TEXT SECTION =
◆ ◆ ◆ ◆

🤗 and 3LC example on the IMDb dataset#

This notebook demonstrates fine-tuning a pretrained DistilBERT model from transformers on the IMDb dataset, using the 3LC integrations with Trainer and datasets from Hugging Face. 3LC metrics are collected before and after one epoch of training.

The notebook covers:

  • Creating a Table from a datasets dataset.

  • Fine-tuning a pretrained transformers model on the IMDb dataset with TLCTrainer.

  • Using a custom function for metrics collection.

Project Setup#

[2]:
EPOCHS = 1
TRAIN_BATCH_SIZE = 16
EVAL_BATCH_SIZE = 256
TRAIN_DATASET_NAME = "hf-imdb-train"
EVAL_DATASET_NAME = "hf-imdb-test"
TRANSIENT_DATA_PATH = "../transient_data"
DEVICE = "cuda:0"
PROJECT_NAME = "hf-imdb"
RUN_NAME = "Train DistilBERT on IMDB"
DESCRIPTION = "Example notebook for training a DistilBERT model on the IMDB dataset"
TLC_PUBLIC_EXAMPLES_DEVELOPER_MODE = True
INSTALL_DEPENDENCIES = False
[4]:
%%capture
if INSTALL_DEPENDENCIES:
    %pip --quiet install torch --index-url https://download.pytorch.org/whl/cu118
    %pip --quiet install torchvision --index-url https://download.pytorch.org/whl/cu118
    %pip --quiet install accelerate
    %pip --quiet install scikit-learn
    %pip --quiet install 3lc[huggingface]

Imports#

[8]:
import os

import datasets
import evaluate
import numpy as np
import tlc
import torch
from transformers import AutoModelForSequenceClassification, AutoTokenizer, DataCollatorWithPadding, TrainingArguments

os.environ["TRANSFORMERS_NO_ADVISORY_WARNINGS"] = "true"  # Removing DistilBertTokenizerFast tokenizer warning

datasets.utils.logging.disable_progress_bar()

Initialize a 3LC Run#

We initialize a Run with a call to tlc.init, and add the configuration to the Run object.

[9]:
config = {
    "epochs": EPOCHS,
    "train_batch_size": TRAIN_BATCH_SIZE,
    "eval_batch_size": EVAL_BATCH_SIZE,
}

run = tlc.init(
    project_name=PROJECT_NAME,
    run_name=RUN_NAME,
    description=DESCRIPTION,
    parameters=config,
    if_exists="overwrite",
)

With the 3LC integration, you can use tlc.Table.from_hugging_face() as a drop-in replacement for datasets.load_dataset() to create a tlc.Table. Notice .latest(), which gets the latest version of the 3LC dataset.

[10]:
train_dataset = tlc.Table.from_hugging_face(
    "imdb",
    split="train",
    project_name=PROJECT_NAME,
    dataset_name=TRAIN_DATASET_NAME,
    description="IMDB train dataset",
    if_exists="overwrite",
).latest()

eval_dataset = tlc.Table.from_hugging_face(
    "imdb",
    split="test",
    project_name=PROJECT_NAME,
    dataset_name=EVAL_DATASET_NAME,
    description="IMDB test dataset",
    if_exists="overwrite",
).latest()

You can use the data produced by these Tables like you would with a 🤗 dataset.

[11]:
train_dataset_hf = datasets.load_dataset("imdb", split="train")

◆ ◆ ◆ ◆

RECORDS PROVIDED =
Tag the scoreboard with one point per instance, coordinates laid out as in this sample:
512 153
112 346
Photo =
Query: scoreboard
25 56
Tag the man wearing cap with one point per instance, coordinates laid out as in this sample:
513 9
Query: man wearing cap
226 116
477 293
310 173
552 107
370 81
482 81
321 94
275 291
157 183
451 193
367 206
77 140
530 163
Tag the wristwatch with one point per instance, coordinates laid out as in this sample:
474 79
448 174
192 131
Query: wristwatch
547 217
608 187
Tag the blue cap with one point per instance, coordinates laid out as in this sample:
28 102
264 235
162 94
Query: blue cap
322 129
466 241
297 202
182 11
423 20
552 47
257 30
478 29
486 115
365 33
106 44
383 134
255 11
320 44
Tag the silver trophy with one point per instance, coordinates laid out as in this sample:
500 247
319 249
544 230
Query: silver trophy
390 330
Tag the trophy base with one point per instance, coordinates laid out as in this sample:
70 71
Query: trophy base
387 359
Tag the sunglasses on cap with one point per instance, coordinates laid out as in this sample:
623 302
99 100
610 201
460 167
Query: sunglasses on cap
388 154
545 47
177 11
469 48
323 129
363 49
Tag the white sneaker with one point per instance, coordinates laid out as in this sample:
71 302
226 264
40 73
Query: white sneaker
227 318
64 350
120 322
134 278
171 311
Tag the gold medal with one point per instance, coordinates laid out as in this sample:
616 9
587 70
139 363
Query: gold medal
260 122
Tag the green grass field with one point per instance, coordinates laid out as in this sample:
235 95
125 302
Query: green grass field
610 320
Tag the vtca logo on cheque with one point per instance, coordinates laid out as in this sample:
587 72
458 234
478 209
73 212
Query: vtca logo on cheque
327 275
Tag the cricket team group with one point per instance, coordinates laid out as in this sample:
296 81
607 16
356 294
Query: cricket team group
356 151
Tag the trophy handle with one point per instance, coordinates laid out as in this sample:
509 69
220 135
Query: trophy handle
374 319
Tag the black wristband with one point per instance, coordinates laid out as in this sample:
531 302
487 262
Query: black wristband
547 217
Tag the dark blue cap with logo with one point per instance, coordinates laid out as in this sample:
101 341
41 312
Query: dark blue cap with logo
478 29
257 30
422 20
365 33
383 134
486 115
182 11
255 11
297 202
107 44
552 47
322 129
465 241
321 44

◆ ◆ ◆ ◆

OBJECTIVES =
(A) From the IMDb notebook, extract the stretch from "datasets.utils.logging.disable_progress_bar()" through "the Run object.".
(B) Which packages does the IMDb notebook install with %pip?
The entries are separate material and have no connection to the IMDb notebook.

SOLUTIONS TO EACH TASK =
(A)
datasets.utils.logging.disable_progress_bar()

Initialize a 3LC Run#

We initialize a Run with a call to tlc.init, and add the configuration to the Run object.

(B)
torch
torchvision
accelerate
scikit-learn
3lc[huggingface]